| Provided material |
########################################
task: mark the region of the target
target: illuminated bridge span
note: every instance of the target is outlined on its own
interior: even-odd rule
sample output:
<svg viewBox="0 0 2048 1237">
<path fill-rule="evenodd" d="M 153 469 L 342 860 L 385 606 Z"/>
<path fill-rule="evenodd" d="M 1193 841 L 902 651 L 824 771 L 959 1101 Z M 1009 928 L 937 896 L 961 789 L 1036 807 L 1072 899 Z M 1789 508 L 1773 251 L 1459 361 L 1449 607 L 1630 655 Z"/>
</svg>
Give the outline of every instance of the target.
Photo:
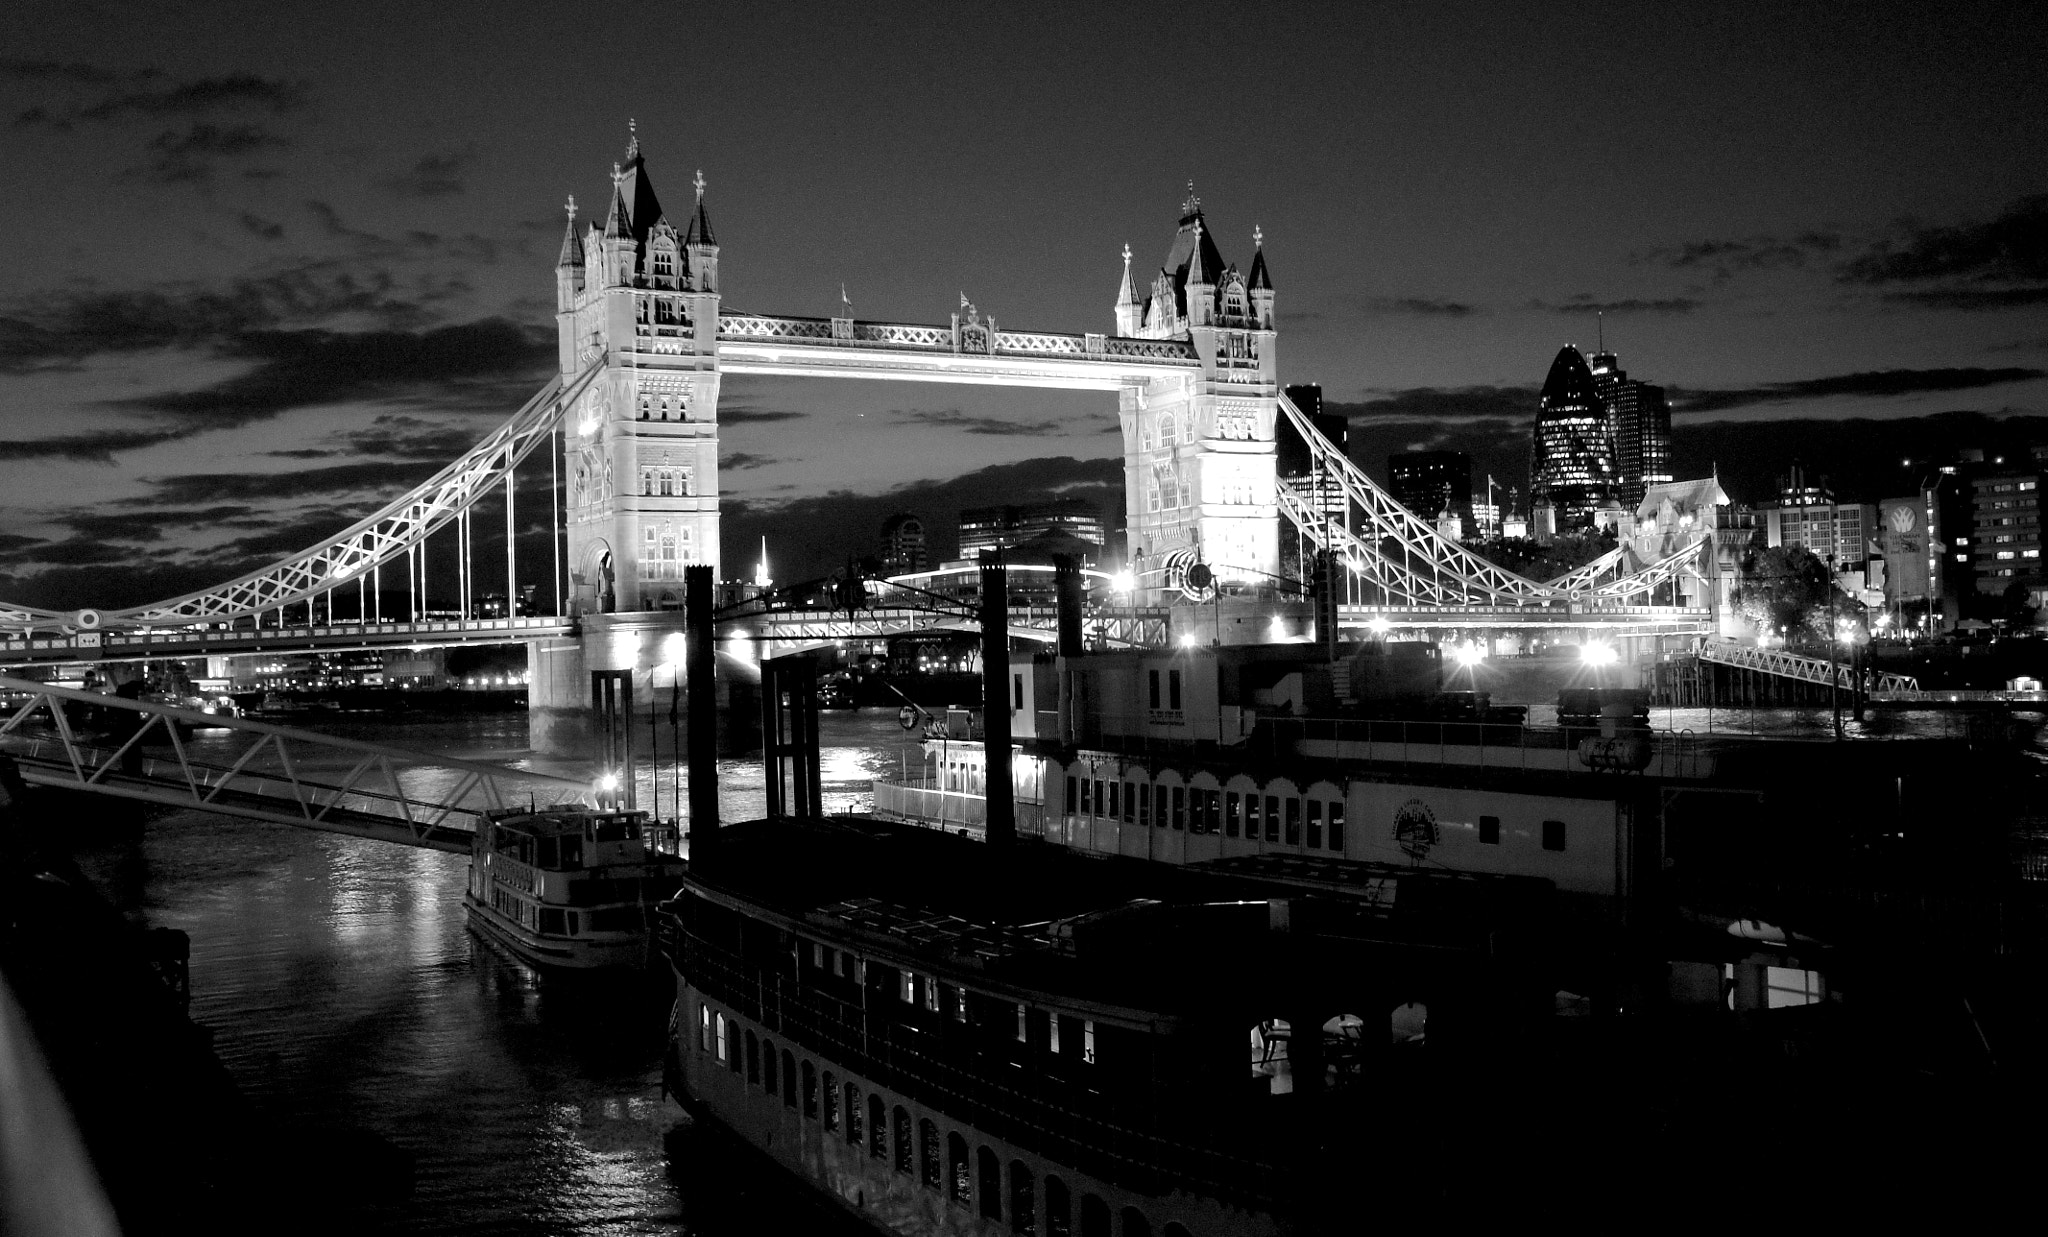
<svg viewBox="0 0 2048 1237">
<path fill-rule="evenodd" d="M 570 778 L 0 677 L 0 755 L 32 785 L 194 808 L 467 854 L 486 812 L 584 798 Z M 96 732 L 81 727 L 98 722 Z M 186 747 L 191 728 L 235 732 L 225 764 Z M 115 737 L 95 737 L 95 734 Z M 169 754 L 164 755 L 163 749 Z"/>
<path fill-rule="evenodd" d="M 1224 260 L 1192 186 L 1161 265 L 1134 268 L 1124 247 L 1115 330 L 1100 334 L 1001 327 L 965 296 L 947 321 L 929 324 L 726 310 L 704 187 L 699 175 L 691 209 L 671 220 L 635 138 L 614 165 L 600 217 L 579 231 L 571 200 L 555 268 L 557 376 L 434 477 L 334 537 L 215 588 L 125 609 L 0 603 L 0 660 L 545 643 L 575 632 L 583 616 L 680 610 L 683 566 L 708 563 L 723 574 L 718 403 L 726 374 L 1115 392 L 1130 585 L 1112 604 L 1093 606 L 1089 619 L 1099 632 L 1114 629 L 1106 636 L 1114 641 L 1163 639 L 1157 616 L 1167 606 L 1217 591 L 1297 591 L 1302 582 L 1281 578 L 1284 525 L 1304 548 L 1339 564 L 1339 621 L 1347 626 L 1384 617 L 1428 626 L 1512 619 L 1705 628 L 1705 609 L 1657 604 L 1699 575 L 1704 539 L 1659 561 L 1623 549 L 1536 581 L 1479 558 L 1380 489 L 1282 394 L 1263 233 L 1253 230 L 1249 269 L 1240 272 Z M 1283 418 L 1309 446 L 1307 479 L 1276 474 Z M 495 504 L 502 491 L 505 595 L 516 597 L 514 470 L 544 443 L 557 534 L 552 614 L 530 628 L 480 624 L 466 616 L 475 614 L 479 582 L 495 583 L 496 568 L 472 553 L 479 504 Z M 430 580 L 430 536 L 443 547 L 443 564 L 447 542 L 455 544 L 452 586 Z M 384 586 L 398 578 L 406 613 L 386 622 Z M 452 600 L 455 615 L 465 616 L 454 628 L 420 629 L 433 617 L 430 583 L 444 607 Z M 351 594 L 353 628 L 334 621 Z M 946 618 L 892 613 L 886 590 L 875 603 L 870 616 L 820 610 L 771 621 L 808 639 L 942 626 Z M 238 630 L 265 624 L 269 630 Z M 1019 616 L 1020 629 L 1036 625 Z M 575 677 L 565 672 L 561 681 Z"/>
<path fill-rule="evenodd" d="M 1783 649 L 1760 649 L 1730 640 L 1702 640 L 1699 658 L 1738 670 L 1755 670 L 1800 683 L 1818 683 L 1823 687 L 1832 684 L 1847 688 L 1856 682 L 1856 675 L 1847 662 L 1830 662 L 1825 657 L 1807 657 L 1800 653 L 1787 653 Z M 1920 690 L 1920 680 L 1907 674 L 1866 670 L 1863 678 L 1864 685 L 1875 692 L 1917 694 Z M 1942 693 L 1930 695 L 1939 698 Z"/>
</svg>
########################################
| What to work on |
Every line above that holds the word "target" should be copied out.

| Answer to this problem |
task: mark the region of the target
target: illuminated bridge span
note: every instance of the target is outlined on its own
Give the outline of every instance of the target.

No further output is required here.